Passage given.
This past week, just over 100 Ethereum core contributors gathered above the Arctic Circle — in Longyearbyen, Svalbard — for the Soldøgn Interop: a week of intense work on the Glamsterdam network upgrade.
Soldøgn followed last year’s Berlinterop, but returned to the format used by Amphora 🏺, Edelweiss 🏔️, and Nyota ✨: a single-track week of focused, multi-client progress toward a specific upgrade — in this case, hardening Glamsterdam.
By Friday, the group had delivered on its three core goals: alignment on a post-Glamsterdam gas limit floor of 200M, stable ePBS implementations running with external builders, and final EIP-8037 repricing numbers locked in. Meaningful progress was also made on Hegotá features like FOCIL and native account abstraction, as well as a slew of other topics.
Why Svalbard?
Svalbard is one of the few places on Earth where anyone, regardless of nationality, can live and work without a visa. It’s also home to the Global Seed Vault and the Arctic World Archive, two cold-storage facilities tunneled into the permafrost outside Longyearbyen. Between them they hold backups of crops, books, films, manuscripts, and source code that humanity might need a thousand years from now, including a snapshot of Ethereum’s source code. Last but not least, from late April through August, the sun doesn’t set in Svalbard. It has 24/7 uptime, just like Ethereum, which core devs made the most of during the week!
Harden Glamsterdam, Scale Ethereum
The week’s goal was to harden Glamsterdam implementations and derive a target for a post-upgrade gas limit floor. Raising the gas limit safely is a multi-dimensional problem and Glamsterdam tackles several of them: how blocks are built and proposed, how much headroom client implementations have under load, and how state-creation costs scale alongside throughput.
In practice that meant ending the week with a stable multi-client Glamsterdam devnet running the latest ePBS, repricing and block access list specs, along with benchmarking data to anchor a credible gas limit proposal.

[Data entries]
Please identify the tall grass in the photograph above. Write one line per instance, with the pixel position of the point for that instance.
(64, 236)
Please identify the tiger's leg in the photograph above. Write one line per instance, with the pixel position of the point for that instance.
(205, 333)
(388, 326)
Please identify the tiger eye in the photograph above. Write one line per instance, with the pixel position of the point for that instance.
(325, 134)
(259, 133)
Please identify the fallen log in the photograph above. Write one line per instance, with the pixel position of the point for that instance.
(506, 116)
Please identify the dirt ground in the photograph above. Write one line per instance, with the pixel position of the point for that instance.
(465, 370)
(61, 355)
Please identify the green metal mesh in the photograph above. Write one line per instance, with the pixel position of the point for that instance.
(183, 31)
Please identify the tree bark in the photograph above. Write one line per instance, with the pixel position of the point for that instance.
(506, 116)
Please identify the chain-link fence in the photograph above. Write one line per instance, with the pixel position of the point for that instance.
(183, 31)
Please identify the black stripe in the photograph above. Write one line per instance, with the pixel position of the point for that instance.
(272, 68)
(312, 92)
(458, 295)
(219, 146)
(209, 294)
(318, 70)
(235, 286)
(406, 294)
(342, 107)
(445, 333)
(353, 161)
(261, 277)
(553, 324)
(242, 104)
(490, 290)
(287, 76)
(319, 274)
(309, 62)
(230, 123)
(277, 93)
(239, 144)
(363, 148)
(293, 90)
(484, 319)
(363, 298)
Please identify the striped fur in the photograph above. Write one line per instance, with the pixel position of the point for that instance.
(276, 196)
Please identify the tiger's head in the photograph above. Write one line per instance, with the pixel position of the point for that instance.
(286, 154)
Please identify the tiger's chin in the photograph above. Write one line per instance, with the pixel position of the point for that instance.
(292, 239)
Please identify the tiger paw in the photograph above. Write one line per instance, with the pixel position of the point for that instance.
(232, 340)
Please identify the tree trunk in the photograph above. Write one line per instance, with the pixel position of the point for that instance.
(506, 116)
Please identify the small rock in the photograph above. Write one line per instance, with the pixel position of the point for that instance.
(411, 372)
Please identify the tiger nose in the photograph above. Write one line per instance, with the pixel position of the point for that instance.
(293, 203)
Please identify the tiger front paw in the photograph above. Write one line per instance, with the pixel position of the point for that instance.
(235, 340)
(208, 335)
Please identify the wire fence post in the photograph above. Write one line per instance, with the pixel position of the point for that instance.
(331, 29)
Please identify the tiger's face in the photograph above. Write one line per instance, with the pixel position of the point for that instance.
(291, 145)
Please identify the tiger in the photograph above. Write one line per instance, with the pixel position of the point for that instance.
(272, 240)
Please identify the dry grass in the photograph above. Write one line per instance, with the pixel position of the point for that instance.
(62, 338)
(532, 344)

Goals.
a: In the account of the Svalbard interop week, what post-Glamsterdam gas limit floor did the group agree on?
b: Carry on the account of the Ethereum interop week in Svalbard, starting after its final sentence.
The records have nothing to do with what comes next.

In response.
a: 200M

b:
Most of the time was spent heads down writing code, often until the early hours of the morning, punctuated by breakout sessions to align on design decisions and discuss longer-term roadmap items.
Three EF teams provided infrastructure for the week: EthPandaOps shipped ethIQ and a panda MCP server to support teams’ agentic workflows; Protocol Support set up soldogn.xyz as the single source of truth for interop goals, schedule, and notes; and the EF Digital Studio team captured the week on film. Expect the very first interop documentary 🔜!

ePBS
Beyond cleaning up the proposer/builder relationship, ePBS restructures slots by adding deadlines for block construction, payload reveal, and attestations. This makes explicit how much time can be allocated for execution, increasing the head room we have to raise the gas limit.
Teams kicked off the week aiming for a 4 EL × 4 CL Glamsterdam devnet by Monday evening. The first attempts surfaced enough issues to push the target to Tuesday, when a 4×3 configuration ran stably enough for stress testing to begin.
From there, the rest of the week was an ePBS hardening cycle: stress test, expose edge cases, fix, repeat. A Tuesday-morning Builder API breakout substantially simplified the spec around validator registration, the bid/header/commitments flow, the trust model for builder payments, and circuit-breaker behavior. Mid-week debugging zeroed in on cross-client edge cases — notably around execution-request invalidation of beacon requests, where a new test suite revealed a gap across every client implementation. By Thursday morning, CL teams were reporting stable ePBS while EL-side bid pathways were still being debugged; those resolved through Thursday into Friday. Two questions remain genuinely contentious for ACD: whether a request signature should commit to the receiving builder, and how to keep a 1 ETH-staked-builder design resilient against P2P Sybil-based liveness attacks.
By Friday, nearly all clients were running together on glamsterdam-devnet-2 with the external builders pipeline tested end-to-end!

BAL Optimizations
If ePBS is the consensus-layer side of the Glamsterdam scaling story, the execution layer counterpart has two dominant pieces: gas repricings and Block-Level Access Lists. By giving clients enough information about a block’s read/write set up front, BALs enable parallel execution, batched I/O, and parallel state-root computation, all of which determine how big a block clients can comfortably handle.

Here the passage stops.